• _Task requirements_
Under no circumstances alter the records; copy each one exactly.

---- Supplied entries

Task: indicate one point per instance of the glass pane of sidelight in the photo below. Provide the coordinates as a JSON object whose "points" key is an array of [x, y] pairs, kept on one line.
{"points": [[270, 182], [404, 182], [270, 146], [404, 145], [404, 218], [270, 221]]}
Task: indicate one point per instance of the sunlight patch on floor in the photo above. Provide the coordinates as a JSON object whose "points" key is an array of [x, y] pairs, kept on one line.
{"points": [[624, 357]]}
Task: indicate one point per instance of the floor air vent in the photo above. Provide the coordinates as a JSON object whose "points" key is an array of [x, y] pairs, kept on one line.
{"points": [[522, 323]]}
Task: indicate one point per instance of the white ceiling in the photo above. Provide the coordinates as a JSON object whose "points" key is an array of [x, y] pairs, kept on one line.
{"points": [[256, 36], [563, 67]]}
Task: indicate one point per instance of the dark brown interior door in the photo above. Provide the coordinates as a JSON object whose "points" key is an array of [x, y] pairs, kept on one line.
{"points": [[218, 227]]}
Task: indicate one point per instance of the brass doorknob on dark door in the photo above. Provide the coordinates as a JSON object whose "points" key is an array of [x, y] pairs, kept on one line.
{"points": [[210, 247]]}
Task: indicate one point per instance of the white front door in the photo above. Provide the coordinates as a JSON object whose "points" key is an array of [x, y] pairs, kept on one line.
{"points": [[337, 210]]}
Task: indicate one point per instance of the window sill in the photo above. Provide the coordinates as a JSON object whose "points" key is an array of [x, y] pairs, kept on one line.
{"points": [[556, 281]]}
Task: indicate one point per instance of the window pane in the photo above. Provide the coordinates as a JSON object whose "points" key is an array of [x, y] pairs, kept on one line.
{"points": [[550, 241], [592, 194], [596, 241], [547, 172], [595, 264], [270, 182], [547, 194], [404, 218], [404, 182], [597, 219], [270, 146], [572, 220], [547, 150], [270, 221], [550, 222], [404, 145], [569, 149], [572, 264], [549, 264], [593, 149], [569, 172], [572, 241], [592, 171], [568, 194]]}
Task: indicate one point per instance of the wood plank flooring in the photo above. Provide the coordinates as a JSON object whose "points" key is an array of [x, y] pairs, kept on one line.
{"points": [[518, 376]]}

--------

• _Exercise output_
Task: indicate one point per instance of the glass pane of sidelight in the photo below. Provide the coordinates as a JSON object whose "points" key is an array of [x, y] pairs, kept on one line.
{"points": [[270, 182], [404, 182], [270, 146], [404, 145], [404, 218], [270, 221]]}
Task: indicate one point per instance of the sunlight patch on floor in the photo above. Provide the coordinates as a JSON object whose "points" key is an array of [x, y] pairs, kept on one line.
{"points": [[624, 357]]}
Task: indicate one point per instance of the floor air vent in the photo above. Provide the coordinates as a JSON object whose "points" key is an array of [x, y] pairs, kept on one line.
{"points": [[522, 323]]}
Task: indicate one point per instance of the white ceiling in the photo above. Provide the coordinates as a JSON object whose "points" key is an array of [x, y] pairs, kept on one line.
{"points": [[256, 36], [563, 67]]}
Task: indicate one point per instance of the dark brown interior door in the photo above. Provide the coordinates as a JSON object whose "points" key is an array of [x, y] pairs, kept on one line.
{"points": [[218, 227]]}
Task: indicate one point per instance of the brass doorknob on dark door in the photo above. Provide the coordinates as a JSON object whose "points" key is an array of [x, y] pairs, kept on one line.
{"points": [[210, 247]]}
Task: indicate one point per instance of the white front door in the photo above. Provide the coordinates as a JSON object whose "points" key is an array of [x, y] pairs, kept on one line.
{"points": [[337, 210]]}
Task: indicate one point per instance of the window sill in the photo above. Provide the coordinates as a JSON object whose "points" key is an array of [x, y] pairs, kept on one line.
{"points": [[556, 281]]}
Task: indicate one point per instance of the window pane in the photo above. Provide the coordinates as a JSON object whose "points" key is an array of [x, y] pairs, kept on one line.
{"points": [[550, 241], [592, 194], [596, 241], [547, 172], [595, 264], [270, 182], [547, 194], [404, 218], [404, 182], [597, 219], [270, 146], [572, 220], [547, 150], [270, 221], [550, 222], [404, 145], [569, 149], [572, 264], [549, 264], [593, 149], [569, 172], [572, 241], [592, 171], [568, 194]]}
Task: indicate one point per instance of the wood plank flooring in the photo above. Provide the coordinates as a JSON object whose "points" key is an array of [x, y] pairs, kept on one line.
{"points": [[518, 376]]}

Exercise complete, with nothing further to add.